Natural language region descriptions:

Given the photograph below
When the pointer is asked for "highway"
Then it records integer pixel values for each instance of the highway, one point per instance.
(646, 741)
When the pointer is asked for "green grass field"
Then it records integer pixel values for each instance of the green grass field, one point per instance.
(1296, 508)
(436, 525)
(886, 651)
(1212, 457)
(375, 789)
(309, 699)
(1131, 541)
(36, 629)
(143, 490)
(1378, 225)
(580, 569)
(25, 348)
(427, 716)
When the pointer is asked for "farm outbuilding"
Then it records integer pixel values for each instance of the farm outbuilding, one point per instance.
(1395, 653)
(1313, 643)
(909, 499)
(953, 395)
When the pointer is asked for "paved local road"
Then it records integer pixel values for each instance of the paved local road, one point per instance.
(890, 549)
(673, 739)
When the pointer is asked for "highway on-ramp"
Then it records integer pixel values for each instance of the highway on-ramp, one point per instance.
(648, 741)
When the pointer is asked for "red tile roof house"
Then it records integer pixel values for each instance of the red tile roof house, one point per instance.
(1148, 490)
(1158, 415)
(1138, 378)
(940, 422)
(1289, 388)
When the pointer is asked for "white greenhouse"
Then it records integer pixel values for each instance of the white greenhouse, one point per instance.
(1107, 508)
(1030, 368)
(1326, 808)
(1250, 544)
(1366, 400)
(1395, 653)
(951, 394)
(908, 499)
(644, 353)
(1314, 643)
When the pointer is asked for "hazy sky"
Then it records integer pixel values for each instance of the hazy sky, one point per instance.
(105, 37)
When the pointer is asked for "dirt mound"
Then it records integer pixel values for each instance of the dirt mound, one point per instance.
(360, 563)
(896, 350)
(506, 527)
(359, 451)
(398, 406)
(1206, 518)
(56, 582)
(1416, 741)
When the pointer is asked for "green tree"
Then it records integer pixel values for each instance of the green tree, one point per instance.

...

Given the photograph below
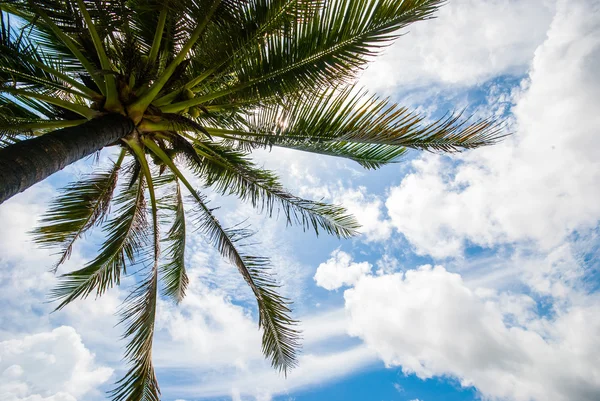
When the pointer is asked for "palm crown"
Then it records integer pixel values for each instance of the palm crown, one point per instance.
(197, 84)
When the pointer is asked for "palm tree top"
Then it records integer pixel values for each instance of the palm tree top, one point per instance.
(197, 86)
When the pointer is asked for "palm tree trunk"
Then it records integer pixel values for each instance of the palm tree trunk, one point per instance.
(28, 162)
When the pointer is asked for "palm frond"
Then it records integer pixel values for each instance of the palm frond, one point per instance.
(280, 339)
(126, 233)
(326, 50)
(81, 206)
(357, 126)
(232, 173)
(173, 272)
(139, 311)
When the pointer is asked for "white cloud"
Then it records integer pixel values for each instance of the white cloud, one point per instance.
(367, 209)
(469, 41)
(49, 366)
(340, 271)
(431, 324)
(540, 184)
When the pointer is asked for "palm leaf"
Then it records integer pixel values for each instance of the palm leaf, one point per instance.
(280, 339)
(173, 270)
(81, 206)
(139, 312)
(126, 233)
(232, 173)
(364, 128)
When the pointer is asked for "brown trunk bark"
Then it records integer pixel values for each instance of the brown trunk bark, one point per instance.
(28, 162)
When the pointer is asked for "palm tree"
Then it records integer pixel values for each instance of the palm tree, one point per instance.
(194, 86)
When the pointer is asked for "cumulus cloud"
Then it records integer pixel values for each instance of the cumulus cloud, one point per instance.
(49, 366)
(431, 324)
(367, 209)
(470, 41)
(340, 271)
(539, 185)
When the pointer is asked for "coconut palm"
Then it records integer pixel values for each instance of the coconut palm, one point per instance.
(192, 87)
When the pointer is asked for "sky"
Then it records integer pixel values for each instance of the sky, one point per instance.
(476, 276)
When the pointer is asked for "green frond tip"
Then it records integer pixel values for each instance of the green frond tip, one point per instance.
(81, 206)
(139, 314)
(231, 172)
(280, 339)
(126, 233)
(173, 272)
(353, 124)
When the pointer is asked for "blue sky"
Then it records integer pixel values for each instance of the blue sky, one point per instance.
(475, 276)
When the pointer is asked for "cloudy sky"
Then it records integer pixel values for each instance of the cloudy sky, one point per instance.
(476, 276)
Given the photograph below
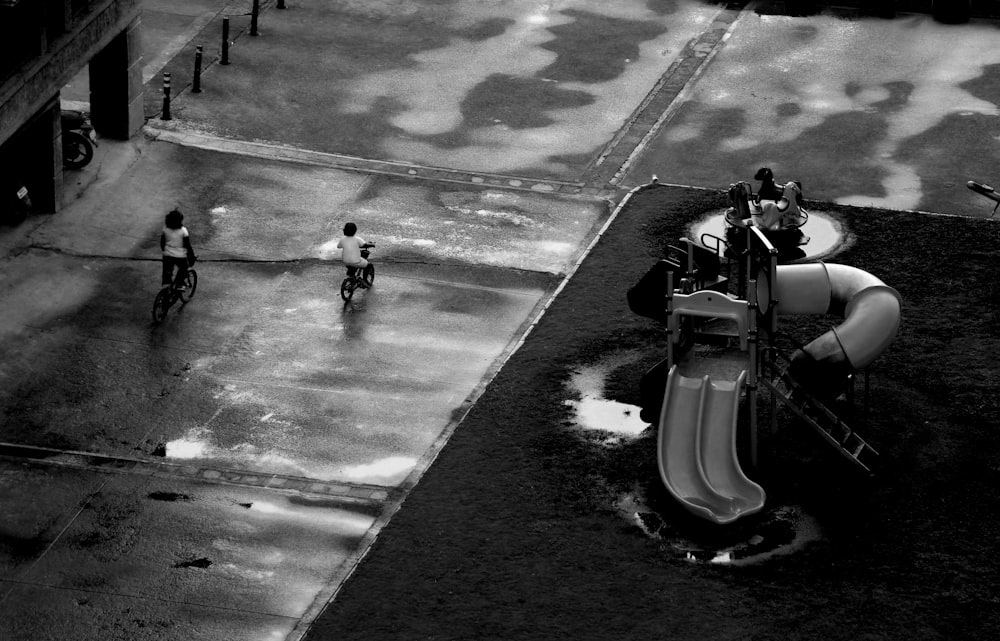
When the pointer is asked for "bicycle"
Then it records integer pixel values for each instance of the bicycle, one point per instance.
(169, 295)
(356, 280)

Task instructions:
When you reach the line with "highway, one point per instance." in the records above, start writing out lines exactly, and stop once the line with "green tree, one point per instance." has been written; include nothing else.

Task answer:
Then it records integer pixel values for each instance of the highway, one point per instance.
(646, 741)
When the pointer is asked for "green grass field"
Then it records integer pixel values for each instance of the green grass field, one point per instance.
(1296, 508)
(436, 525)
(886, 651)
(1212, 457)
(375, 789)
(309, 699)
(1131, 541)
(36, 629)
(143, 490)
(1378, 225)
(580, 569)
(25, 348)
(427, 716)
When the pointer is asked for "farm outbuilding"
Then it records integer pixel values for each instance of the farm outbuilding, one point per instance.
(1395, 653)
(1313, 643)
(909, 499)
(953, 395)
When the pointer is asked for "paved local road"
Then it records integer pixel values for each instance of the paved local road, one point per instance.
(890, 549)
(673, 739)
When the pointer is asked for "highway on-ramp"
Then it records integer pixel values for each instance of the highway on-ramp, one point per instance.
(648, 741)
When the pointer is asked for "red tile roof house"
Then it records integer pixel values for each instance of the red tile roof house, one point per instance.
(1148, 490)
(1158, 415)
(1138, 378)
(940, 422)
(1289, 388)
When the pointer is asked for "white greenhouse"
Then it records integer pixel values for each instance of the white greenhouse, one point per instance.
(1107, 508)
(1030, 368)
(1326, 808)
(1250, 544)
(1366, 400)
(1395, 653)
(951, 394)
(908, 499)
(644, 353)
(1314, 643)
When the pointer is asked for "hazy sky"
Then it records integer pixel values for each instance of the hazy sky, one point per instance.
(105, 37)
When the pointer is asked for "dirt mound"
Then it records integer pixel values for each instance of the dirt mound, one point per instance.
(360, 563)
(896, 350)
(506, 527)
(359, 451)
(398, 406)
(1206, 518)
(56, 582)
(1416, 741)
When the pointer is asked for "green tree"
Then it records integer pixel values for each instance of the green tree, one point per instance.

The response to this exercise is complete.